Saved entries
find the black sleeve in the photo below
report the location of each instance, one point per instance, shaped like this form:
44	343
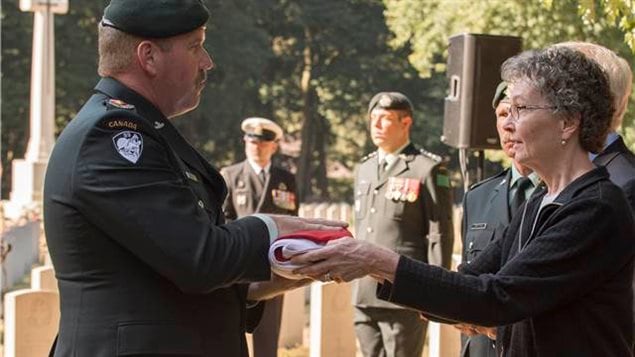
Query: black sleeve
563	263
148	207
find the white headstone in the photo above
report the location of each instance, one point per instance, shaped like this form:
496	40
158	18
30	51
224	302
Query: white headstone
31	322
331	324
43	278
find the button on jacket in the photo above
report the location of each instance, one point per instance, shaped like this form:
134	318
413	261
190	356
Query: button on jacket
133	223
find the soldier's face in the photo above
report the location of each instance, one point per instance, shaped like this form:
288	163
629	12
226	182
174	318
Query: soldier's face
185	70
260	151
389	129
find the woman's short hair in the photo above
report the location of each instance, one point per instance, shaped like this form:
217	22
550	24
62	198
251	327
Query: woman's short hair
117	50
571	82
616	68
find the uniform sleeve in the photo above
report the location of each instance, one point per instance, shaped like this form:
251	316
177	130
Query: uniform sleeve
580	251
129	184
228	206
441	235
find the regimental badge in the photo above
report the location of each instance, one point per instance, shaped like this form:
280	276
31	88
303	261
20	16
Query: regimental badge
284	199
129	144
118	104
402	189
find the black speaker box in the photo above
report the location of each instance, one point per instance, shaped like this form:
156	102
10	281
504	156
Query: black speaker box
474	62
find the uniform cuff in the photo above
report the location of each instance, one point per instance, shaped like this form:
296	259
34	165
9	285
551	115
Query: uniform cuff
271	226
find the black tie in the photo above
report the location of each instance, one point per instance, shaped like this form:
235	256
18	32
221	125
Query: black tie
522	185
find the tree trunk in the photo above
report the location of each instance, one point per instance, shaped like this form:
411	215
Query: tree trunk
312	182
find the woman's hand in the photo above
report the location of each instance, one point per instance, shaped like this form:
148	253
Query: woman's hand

● ACTIVITY:
Retype all the data exactly, please, without pictures.

● ANSWER BELOW:
find the black sleeve in the photo below
report the location of each instance, one point per instance, shaped like this form:
44	343
Query: black sleeve
563	263
148	207
find the white headstone in the photo above
report the location of each instance, one point per instance, shaped like this form:
496	40
158	18
30	51
224	302
Query: white headstone
31	322
331	324
43	278
find the button on jacket in the photo above
report the location of each instance, one point per instance, shaped like this form:
134	318
413	261
190	356
Query: button on jacket
133	223
find the soldier's face in the photo above
report the location of each instance, one point per instance, shaped like this form:
288	163
629	12
226	182
174	318
Query: soldier's face
185	70
260	151
389	129
find the woman's short hair in the photo above
report the location of each instance, one point per instance, shaped like this form:
217	22
550	24
62	198
251	327
Query: woman's short hair
117	50
571	82
616	68
find the uniform sleeve in the photo above
report the location of each instance, one point per instance, shaped like this form:
251	316
177	130
Query: uniform sleeve
580	251
129	184
228	206
441	235
find the regimental badge in the photo above
report the location of each instance, one point per instance, shaped like this form:
280	276
31	88
303	261
20	16
Query: regimental badge
284	199
129	144
118	104
402	189
find the black speaker box in the photo above
report the location of each instance, one point per instance, shaped like this form:
156	102
10	281
504	156
Query: black speaker box
474	62
find the uniform cuff in the photo above
report the location of each instance, one point per instance, shaped like this form:
296	259
34	165
9	285
551	115
Query: uniform cuff
271	226
find the black tie in the photo above
report the location of each instance, one point per instance, shaped like this form:
235	256
18	32
221	125
Query: black tie
522	185
find the tree trunk in the photo above
report the location of each instance, one point per instance, shaped like this form:
411	215
Query: tree trunk
312	182
find the woman's hand in the photo above
report the location of each instance, one point per instance, shaped like this form:
148	253
Query: woman's hand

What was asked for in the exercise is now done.